____ Source data

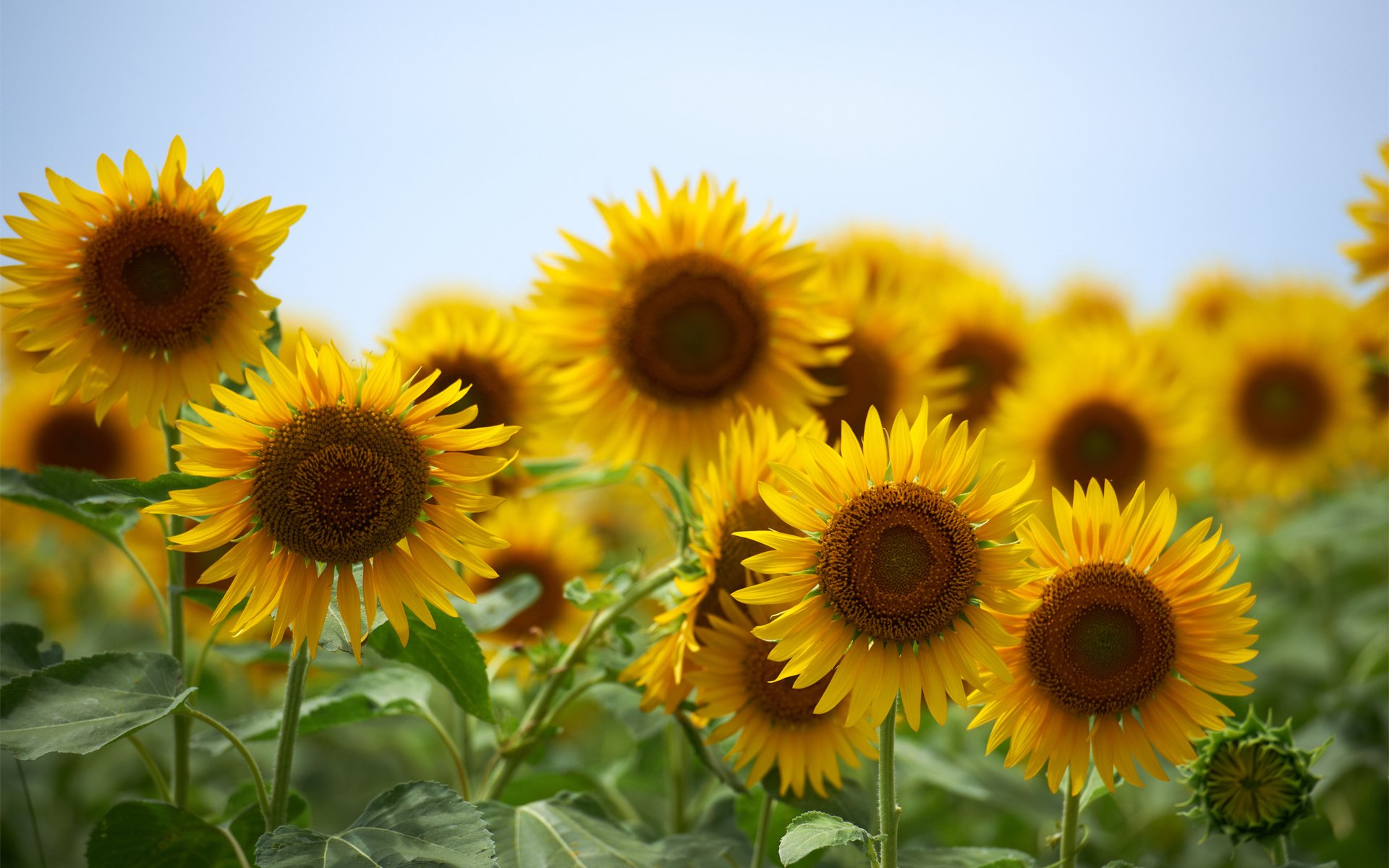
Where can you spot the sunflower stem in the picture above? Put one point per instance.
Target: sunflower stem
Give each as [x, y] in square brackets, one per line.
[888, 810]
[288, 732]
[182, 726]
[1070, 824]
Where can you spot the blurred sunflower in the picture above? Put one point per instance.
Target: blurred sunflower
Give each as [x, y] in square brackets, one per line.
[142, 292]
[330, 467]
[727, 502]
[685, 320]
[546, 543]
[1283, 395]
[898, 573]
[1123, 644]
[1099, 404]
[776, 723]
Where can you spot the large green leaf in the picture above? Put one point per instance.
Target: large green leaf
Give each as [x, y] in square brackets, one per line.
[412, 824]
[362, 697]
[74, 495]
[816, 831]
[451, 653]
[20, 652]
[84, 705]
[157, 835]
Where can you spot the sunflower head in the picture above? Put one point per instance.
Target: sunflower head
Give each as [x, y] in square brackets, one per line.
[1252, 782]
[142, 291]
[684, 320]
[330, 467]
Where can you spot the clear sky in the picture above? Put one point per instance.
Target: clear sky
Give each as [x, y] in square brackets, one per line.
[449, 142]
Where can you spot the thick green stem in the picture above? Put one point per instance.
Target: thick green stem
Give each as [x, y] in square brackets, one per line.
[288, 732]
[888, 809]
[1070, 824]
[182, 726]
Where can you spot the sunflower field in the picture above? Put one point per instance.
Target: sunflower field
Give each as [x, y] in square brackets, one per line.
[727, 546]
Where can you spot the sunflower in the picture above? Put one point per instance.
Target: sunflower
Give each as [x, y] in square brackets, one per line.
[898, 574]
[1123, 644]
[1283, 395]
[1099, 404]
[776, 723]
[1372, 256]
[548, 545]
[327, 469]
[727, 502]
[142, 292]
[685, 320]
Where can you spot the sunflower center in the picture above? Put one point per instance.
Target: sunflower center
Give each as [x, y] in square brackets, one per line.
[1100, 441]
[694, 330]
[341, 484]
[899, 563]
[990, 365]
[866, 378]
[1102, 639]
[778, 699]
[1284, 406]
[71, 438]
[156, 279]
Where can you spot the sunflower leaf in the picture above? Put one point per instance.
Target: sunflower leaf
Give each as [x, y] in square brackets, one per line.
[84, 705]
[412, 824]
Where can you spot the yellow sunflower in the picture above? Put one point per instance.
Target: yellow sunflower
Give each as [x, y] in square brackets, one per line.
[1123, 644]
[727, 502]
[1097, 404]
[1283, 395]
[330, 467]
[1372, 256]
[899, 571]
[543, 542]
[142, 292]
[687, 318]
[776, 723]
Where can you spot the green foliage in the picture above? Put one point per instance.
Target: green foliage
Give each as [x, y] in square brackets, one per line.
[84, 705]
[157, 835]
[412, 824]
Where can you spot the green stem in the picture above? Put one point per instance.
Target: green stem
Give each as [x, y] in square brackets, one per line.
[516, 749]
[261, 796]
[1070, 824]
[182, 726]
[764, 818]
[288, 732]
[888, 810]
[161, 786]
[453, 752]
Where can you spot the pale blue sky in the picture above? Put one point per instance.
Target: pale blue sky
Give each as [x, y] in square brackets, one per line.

________

* What you need to do: Return each record above as it stands. Pictures stay out.

* Written response:
Where can you spot the sunflower stem in the picture above? Put one point per instance.
Target: sunflower stem
Give each as [x, y] in square brackets, one per line.
[888, 810]
[288, 732]
[182, 726]
[1070, 824]
Where can you spot the blurred sunflower in the picture above? Put one point per instance.
Target: blurred sunflower
Give each as [x, y] in square brackets, one per line.
[142, 292]
[330, 467]
[727, 502]
[685, 320]
[546, 543]
[1283, 395]
[898, 573]
[1123, 644]
[1099, 404]
[776, 723]
Where can you spot the large green leaf in the picture above? Put one point per instance.
Target: large green leaf
Give each as [x, y] in square brackets, one per line.
[412, 824]
[362, 697]
[74, 495]
[816, 831]
[451, 653]
[20, 652]
[84, 705]
[157, 835]
Where can you spot the sunflower head in the picture above? Put one point per instance.
Target: sunflower head
Give each as [x, y] in square brackets, one per line.
[1252, 782]
[142, 291]
[684, 320]
[330, 467]
Where can you spot the clear sky in the picture above? Put one point per instance.
Target: clear sky
Give each as [x, y] in square brackets, one per line.
[449, 142]
Where can you spot the thick green stem in the picture above? Put one point per instance.
Target: thick green stem
Give each as [x, y] in square brackets, one per line.
[288, 732]
[888, 809]
[1070, 824]
[182, 726]
Where can you spot the sunflower field in the picture above? Put one point per instance.
Target: sunflower field
Give each as [x, y] in square brackets, one per line.
[727, 546]
Where can you spot the sunflower in the picture above? Put one point per instance.
Target: sunflower
Give each as [x, y] in square brackets, one per line.
[898, 574]
[1123, 644]
[1283, 395]
[1099, 404]
[776, 723]
[1372, 256]
[548, 545]
[327, 469]
[727, 502]
[142, 292]
[685, 320]
Where can you spot the sunflower center in the picture above? Put one point per instance.
Target: sunflower center
Give each as [x, y] in square brackets, one per line.
[1100, 441]
[694, 330]
[341, 484]
[899, 563]
[990, 365]
[866, 378]
[1102, 639]
[778, 699]
[1284, 406]
[71, 438]
[156, 279]
Where can you spot the sunflower leaf in the picture above? Put one point per instance.
Target: sunflower leaf
Give each as [x, y] in square brackets, one per line.
[84, 705]
[412, 824]
Where can you spot the yellow sunflower in the picture above? Put one point per instance.
Target: yellow sunflower
Give each as [x, y] in square brackets, one per line.
[1123, 644]
[727, 502]
[1097, 404]
[1283, 395]
[330, 467]
[1372, 256]
[899, 571]
[543, 542]
[142, 292]
[687, 318]
[776, 723]
Where can you spot the green foliage in the picture above? Put one point per instance.
Target: green foliage
Give each as [x, y] in square brackets, one per line.
[84, 705]
[157, 835]
[412, 824]
Where can you spot the green stem in the picture above? Put one point per instance.
Target: green stem
Give each as [x, y] in square brackets, one per line.
[516, 749]
[261, 796]
[1070, 824]
[182, 726]
[764, 818]
[288, 732]
[888, 810]
[161, 786]
[453, 752]
Where can you spot the pale blue sky in the picture above? Put one point per instance.
Target: pale blue sky
Give each as [x, y] in square brackets, one per line.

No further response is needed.